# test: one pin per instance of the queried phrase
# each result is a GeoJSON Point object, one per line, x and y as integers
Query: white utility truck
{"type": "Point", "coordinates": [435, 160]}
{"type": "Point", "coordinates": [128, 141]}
● ● ● ● ● ● ●
- _Task requirements_:
Rewrite the listing above so that "white utility truck" becomes "white pickup truck", changing nothing else.

- _Exercise solution_:
# test: one pin per instance of the queried phrase
# each result is a GeoJSON Point object, one per line, x and y as integers
Query: white pickup truck
{"type": "Point", "coordinates": [435, 160]}
{"type": "Point", "coordinates": [128, 141]}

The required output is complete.